ASSIGNMENT:
Find out how many lines of the material contain the string "stone" and give only that figure.

DATA SECTION section start

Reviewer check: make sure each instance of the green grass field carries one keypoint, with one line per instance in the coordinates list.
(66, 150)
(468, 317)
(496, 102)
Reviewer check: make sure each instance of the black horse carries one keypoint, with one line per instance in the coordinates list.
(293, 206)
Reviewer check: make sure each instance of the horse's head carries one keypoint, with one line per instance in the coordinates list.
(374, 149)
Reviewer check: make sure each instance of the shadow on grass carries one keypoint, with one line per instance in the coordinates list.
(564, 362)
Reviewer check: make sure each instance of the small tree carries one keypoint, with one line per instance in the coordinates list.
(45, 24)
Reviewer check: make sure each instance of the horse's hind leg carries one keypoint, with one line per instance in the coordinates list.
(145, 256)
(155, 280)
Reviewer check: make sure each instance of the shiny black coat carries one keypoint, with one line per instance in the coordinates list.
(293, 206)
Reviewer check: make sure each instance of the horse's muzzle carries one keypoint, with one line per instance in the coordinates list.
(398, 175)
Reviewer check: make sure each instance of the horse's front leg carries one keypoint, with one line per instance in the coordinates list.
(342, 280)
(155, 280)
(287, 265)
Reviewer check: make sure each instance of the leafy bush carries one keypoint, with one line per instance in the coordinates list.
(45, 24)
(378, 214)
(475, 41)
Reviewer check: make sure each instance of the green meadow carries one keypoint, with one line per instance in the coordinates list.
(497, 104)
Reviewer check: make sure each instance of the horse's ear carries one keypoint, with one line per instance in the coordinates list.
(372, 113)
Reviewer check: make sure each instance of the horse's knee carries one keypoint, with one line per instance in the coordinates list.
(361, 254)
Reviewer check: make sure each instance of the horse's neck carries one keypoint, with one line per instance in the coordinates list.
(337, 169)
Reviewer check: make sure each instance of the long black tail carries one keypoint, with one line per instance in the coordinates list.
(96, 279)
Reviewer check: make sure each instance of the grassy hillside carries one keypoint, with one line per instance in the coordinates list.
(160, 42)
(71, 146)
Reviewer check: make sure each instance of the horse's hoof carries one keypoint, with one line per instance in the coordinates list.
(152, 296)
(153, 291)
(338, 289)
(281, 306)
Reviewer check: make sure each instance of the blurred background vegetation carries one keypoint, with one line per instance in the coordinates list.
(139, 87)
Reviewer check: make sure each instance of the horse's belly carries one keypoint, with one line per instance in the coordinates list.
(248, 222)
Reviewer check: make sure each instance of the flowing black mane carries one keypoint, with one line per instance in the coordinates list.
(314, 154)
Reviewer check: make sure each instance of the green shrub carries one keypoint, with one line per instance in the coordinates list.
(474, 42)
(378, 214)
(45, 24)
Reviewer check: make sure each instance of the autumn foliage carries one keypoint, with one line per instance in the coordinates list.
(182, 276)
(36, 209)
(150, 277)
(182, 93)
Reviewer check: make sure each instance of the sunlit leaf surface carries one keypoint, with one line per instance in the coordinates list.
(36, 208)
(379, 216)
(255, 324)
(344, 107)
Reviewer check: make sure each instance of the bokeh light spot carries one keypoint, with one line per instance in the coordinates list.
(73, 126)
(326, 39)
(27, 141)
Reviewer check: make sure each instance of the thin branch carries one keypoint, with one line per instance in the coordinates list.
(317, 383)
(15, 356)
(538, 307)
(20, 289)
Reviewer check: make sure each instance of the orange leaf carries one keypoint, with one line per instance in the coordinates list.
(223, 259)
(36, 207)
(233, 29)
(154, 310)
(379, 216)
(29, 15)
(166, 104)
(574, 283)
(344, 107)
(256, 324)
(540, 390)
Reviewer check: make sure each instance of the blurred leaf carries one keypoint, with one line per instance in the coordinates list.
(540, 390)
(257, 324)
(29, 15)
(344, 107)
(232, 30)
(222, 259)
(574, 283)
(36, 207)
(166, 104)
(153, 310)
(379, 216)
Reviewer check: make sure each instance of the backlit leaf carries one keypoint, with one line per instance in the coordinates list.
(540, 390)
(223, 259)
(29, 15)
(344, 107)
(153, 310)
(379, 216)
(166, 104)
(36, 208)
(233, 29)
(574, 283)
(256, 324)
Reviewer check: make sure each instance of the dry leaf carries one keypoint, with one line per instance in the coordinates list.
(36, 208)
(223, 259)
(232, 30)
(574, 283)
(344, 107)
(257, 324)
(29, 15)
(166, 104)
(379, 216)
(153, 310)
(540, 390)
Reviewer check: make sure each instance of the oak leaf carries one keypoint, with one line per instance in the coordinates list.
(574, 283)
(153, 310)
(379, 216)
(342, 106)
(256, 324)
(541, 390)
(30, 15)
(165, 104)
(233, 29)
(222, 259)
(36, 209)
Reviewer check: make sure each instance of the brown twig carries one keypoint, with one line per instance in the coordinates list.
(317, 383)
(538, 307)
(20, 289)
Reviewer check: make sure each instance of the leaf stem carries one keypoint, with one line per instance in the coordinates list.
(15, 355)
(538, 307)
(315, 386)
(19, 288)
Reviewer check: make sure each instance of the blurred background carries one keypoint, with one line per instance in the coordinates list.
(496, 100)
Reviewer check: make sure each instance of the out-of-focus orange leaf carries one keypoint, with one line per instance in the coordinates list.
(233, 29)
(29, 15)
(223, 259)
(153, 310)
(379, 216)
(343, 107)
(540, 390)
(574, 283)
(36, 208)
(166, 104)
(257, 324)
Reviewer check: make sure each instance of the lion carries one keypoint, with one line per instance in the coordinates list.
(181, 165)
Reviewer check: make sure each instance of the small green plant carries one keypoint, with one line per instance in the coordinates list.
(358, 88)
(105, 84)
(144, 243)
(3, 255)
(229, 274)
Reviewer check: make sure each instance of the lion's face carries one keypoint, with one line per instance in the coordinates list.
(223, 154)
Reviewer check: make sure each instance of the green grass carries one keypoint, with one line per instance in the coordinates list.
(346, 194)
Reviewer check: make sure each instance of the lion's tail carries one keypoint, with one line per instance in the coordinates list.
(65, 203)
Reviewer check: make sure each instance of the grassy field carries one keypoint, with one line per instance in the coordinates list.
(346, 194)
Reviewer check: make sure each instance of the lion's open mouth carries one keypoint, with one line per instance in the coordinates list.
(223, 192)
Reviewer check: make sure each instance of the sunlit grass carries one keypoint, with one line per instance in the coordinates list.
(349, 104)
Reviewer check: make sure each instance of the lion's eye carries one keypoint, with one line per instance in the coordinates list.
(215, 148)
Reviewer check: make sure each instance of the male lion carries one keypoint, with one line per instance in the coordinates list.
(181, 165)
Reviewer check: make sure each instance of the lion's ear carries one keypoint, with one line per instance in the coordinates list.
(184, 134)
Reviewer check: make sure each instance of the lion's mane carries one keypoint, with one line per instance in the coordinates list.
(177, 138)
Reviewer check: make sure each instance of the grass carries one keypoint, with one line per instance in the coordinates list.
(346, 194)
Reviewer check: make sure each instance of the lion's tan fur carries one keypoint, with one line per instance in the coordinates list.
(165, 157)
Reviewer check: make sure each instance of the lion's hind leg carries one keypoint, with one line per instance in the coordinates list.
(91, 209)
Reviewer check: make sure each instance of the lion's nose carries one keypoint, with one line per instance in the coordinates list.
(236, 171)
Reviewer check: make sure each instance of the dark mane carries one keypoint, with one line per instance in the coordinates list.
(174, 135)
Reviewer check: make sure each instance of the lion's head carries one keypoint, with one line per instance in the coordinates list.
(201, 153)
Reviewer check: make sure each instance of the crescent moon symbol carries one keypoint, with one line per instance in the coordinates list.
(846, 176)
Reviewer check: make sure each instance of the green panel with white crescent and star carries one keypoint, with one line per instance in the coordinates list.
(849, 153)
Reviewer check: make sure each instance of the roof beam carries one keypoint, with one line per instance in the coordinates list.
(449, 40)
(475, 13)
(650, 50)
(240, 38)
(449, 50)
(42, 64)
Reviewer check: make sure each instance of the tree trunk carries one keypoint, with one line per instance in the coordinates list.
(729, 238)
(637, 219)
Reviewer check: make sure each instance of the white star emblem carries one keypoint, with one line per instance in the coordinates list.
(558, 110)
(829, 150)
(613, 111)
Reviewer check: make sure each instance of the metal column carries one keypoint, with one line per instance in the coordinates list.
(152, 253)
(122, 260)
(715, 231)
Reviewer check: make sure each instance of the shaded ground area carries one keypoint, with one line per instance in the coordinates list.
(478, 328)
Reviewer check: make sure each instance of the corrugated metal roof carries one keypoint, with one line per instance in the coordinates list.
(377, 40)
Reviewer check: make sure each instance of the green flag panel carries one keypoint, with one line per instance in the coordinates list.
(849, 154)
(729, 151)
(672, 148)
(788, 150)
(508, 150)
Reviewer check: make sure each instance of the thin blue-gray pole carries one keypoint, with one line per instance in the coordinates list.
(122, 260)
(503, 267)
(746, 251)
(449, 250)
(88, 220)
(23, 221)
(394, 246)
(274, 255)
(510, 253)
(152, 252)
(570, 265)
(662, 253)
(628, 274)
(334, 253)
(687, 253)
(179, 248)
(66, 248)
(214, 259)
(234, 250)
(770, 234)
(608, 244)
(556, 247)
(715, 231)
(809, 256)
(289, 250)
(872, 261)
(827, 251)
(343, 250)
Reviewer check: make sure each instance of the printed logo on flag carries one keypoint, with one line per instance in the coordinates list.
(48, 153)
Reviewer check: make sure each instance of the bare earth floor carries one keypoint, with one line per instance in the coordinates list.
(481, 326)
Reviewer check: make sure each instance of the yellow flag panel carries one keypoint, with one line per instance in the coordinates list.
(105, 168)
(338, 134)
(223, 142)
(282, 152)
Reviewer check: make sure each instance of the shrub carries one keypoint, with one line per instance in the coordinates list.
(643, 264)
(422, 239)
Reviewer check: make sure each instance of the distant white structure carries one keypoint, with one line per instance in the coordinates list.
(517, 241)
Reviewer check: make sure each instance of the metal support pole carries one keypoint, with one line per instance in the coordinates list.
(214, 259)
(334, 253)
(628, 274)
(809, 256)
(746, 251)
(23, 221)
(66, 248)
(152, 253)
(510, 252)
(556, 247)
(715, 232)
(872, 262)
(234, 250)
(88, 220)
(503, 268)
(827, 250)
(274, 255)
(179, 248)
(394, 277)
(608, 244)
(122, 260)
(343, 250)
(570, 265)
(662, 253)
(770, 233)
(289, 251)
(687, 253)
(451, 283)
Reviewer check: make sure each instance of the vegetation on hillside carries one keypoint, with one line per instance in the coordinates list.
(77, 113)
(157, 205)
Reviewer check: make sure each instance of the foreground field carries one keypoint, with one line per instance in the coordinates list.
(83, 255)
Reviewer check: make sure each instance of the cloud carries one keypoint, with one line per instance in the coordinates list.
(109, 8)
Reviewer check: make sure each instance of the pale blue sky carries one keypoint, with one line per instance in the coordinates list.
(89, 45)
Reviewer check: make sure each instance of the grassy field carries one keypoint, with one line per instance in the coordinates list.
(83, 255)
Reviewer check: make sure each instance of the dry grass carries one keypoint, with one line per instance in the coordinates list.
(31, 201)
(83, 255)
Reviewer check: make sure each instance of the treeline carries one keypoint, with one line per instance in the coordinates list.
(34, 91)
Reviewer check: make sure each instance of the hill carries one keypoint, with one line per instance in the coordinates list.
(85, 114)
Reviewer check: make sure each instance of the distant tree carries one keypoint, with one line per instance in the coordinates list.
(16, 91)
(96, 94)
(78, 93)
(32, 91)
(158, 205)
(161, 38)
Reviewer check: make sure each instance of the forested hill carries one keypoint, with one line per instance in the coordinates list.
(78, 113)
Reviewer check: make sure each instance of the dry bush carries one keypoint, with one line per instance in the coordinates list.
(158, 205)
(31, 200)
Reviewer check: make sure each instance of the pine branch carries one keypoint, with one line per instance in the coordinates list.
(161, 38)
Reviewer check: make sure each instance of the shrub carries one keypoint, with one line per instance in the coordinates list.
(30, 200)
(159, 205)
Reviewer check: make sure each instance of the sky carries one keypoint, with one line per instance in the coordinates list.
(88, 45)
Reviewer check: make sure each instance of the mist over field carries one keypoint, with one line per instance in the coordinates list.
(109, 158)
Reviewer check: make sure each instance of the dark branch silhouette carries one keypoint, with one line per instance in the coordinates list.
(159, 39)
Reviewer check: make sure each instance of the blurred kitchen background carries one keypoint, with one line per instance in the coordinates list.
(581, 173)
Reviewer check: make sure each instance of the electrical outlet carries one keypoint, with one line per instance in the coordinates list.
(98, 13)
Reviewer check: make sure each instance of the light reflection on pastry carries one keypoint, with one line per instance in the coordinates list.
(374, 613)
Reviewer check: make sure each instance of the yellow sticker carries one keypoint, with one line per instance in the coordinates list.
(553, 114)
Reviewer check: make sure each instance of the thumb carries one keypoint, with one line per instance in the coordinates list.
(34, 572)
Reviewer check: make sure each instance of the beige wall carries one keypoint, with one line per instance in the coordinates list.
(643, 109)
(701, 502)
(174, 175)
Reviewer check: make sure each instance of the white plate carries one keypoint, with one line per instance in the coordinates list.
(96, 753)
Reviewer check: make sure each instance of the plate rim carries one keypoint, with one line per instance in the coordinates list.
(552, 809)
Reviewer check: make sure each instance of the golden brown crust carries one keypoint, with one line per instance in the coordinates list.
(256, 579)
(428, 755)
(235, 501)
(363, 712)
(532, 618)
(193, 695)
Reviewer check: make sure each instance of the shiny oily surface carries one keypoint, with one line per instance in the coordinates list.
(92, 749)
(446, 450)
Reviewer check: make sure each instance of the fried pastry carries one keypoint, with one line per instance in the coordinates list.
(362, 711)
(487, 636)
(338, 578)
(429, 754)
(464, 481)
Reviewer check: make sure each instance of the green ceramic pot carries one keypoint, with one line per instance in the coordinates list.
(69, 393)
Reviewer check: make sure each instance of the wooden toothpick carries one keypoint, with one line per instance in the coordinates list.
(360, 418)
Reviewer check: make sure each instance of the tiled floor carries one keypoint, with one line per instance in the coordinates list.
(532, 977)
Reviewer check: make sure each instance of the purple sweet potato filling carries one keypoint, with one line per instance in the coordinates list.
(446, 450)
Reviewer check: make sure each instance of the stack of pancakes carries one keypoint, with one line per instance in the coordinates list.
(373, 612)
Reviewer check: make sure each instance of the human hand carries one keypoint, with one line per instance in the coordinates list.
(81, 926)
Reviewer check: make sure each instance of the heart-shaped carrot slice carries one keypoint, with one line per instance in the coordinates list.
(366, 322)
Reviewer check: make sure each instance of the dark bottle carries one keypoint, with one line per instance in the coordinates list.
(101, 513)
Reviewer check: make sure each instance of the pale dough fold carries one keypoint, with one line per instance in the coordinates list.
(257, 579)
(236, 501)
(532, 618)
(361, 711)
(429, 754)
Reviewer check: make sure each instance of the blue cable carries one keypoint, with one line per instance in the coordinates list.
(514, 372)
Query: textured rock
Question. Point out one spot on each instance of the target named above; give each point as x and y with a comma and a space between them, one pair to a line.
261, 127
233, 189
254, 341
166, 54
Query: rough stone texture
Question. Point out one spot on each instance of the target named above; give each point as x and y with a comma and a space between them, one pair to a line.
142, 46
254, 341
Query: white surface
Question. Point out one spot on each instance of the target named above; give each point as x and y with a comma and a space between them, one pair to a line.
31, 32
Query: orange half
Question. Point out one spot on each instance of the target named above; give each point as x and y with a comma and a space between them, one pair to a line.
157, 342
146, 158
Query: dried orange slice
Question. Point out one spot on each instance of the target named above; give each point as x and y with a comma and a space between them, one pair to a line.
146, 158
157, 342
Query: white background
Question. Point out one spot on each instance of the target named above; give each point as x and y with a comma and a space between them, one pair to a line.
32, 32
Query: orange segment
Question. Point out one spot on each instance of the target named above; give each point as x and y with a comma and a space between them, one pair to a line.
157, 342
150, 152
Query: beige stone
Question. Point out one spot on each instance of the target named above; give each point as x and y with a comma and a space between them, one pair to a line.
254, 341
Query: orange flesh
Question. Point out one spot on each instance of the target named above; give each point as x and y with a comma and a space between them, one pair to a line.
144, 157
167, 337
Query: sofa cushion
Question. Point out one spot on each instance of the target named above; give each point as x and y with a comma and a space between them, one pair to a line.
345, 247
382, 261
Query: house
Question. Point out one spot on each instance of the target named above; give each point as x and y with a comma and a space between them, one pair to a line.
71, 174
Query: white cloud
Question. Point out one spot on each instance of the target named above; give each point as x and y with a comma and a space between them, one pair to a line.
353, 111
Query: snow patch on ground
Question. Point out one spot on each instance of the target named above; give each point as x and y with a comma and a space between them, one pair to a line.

DATA SECTION section end

ANSWER SECTION:
2